◆ TASK INSTRUCTIONS: Locate the line that contains "Where can you see the grey". Reproduce it and all following lines up to the end of the material, exactly and with nothing added.

(Point labeling examples)
○ ○ ○ ○
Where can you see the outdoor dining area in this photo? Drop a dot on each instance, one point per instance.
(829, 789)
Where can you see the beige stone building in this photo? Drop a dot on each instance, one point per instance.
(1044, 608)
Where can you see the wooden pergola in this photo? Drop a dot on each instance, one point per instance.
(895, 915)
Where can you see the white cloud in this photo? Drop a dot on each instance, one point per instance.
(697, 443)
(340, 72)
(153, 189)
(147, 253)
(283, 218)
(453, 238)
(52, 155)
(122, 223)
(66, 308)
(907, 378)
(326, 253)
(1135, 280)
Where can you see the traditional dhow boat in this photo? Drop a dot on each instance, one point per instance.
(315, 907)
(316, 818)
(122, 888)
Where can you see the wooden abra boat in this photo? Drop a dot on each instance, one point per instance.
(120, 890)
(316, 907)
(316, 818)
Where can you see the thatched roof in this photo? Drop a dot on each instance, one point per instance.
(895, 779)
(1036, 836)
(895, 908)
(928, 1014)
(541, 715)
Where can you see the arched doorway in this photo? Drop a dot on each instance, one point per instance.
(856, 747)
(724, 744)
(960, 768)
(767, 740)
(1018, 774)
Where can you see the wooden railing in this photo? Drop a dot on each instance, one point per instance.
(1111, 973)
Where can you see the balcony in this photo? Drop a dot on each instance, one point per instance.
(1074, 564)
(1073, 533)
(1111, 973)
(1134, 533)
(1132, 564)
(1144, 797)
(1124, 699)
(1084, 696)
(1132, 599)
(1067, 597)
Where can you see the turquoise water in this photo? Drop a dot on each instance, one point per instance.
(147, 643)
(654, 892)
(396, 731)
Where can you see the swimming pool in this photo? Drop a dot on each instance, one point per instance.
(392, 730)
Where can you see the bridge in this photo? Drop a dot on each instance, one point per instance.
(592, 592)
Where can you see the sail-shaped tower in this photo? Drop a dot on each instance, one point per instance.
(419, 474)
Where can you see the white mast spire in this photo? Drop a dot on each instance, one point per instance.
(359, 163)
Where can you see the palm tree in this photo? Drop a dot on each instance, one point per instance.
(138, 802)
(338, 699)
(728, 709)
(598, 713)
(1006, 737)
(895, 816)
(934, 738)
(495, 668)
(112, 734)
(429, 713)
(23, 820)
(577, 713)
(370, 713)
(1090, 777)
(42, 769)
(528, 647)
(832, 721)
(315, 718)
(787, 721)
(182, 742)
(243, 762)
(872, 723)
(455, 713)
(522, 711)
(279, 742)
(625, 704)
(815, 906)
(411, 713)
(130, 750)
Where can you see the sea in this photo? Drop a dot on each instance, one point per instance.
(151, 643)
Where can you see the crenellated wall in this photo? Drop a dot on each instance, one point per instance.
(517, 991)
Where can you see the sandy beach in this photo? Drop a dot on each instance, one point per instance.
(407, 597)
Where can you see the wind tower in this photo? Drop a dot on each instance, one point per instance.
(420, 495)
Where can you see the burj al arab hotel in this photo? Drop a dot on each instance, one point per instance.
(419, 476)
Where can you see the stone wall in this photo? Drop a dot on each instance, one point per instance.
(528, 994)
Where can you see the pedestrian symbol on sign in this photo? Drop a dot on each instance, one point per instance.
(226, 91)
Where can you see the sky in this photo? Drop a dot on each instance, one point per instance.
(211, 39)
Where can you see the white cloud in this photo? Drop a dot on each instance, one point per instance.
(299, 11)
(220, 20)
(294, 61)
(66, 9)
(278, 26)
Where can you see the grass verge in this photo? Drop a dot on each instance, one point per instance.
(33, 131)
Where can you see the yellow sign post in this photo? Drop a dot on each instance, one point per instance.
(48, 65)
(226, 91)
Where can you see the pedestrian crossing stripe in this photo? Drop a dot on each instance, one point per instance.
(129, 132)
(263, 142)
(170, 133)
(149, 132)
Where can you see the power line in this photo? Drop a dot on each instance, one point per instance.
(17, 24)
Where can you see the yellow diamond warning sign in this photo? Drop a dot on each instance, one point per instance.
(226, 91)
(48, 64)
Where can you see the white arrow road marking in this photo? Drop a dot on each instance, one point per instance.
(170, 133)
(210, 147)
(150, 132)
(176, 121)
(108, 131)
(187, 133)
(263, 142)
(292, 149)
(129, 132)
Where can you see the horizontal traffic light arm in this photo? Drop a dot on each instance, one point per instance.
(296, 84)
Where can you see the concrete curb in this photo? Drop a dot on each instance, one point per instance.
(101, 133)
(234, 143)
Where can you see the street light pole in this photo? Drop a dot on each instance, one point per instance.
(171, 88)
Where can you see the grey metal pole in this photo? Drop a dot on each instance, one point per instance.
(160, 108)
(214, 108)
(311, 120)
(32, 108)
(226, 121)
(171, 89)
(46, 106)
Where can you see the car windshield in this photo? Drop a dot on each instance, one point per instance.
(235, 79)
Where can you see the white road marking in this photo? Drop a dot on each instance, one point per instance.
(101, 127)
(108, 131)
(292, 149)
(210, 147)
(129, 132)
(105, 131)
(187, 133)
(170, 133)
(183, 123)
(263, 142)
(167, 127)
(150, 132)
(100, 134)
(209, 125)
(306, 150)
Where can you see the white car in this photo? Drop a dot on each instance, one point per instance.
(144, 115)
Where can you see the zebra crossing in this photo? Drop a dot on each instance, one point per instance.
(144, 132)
○ ○ ○ ○
◆ EXERCISE SOLUTION:
Where can you see the grey metal pole in this photo? Drop a dot on each instance, one point per instance.
(160, 108)
(214, 108)
(311, 120)
(32, 108)
(226, 121)
(171, 89)
(46, 106)
Where can you see the car windshield in this photo? Drop a dot on each instance, one point per instance.
(235, 79)
Where can you see the white road marking in this photo? Drop a dot on each instance, one point per instance.
(101, 127)
(108, 131)
(292, 149)
(210, 147)
(129, 132)
(105, 131)
(187, 133)
(170, 133)
(183, 123)
(263, 142)
(167, 127)
(150, 132)
(100, 134)
(209, 125)
(306, 150)
Where can you see the white car in this photo? Drop a dot on each instance, one point per instance.
(144, 115)
Where can you see the zebra crossing in this photo? Drop a dot on each instance, one point per instance.
(144, 132)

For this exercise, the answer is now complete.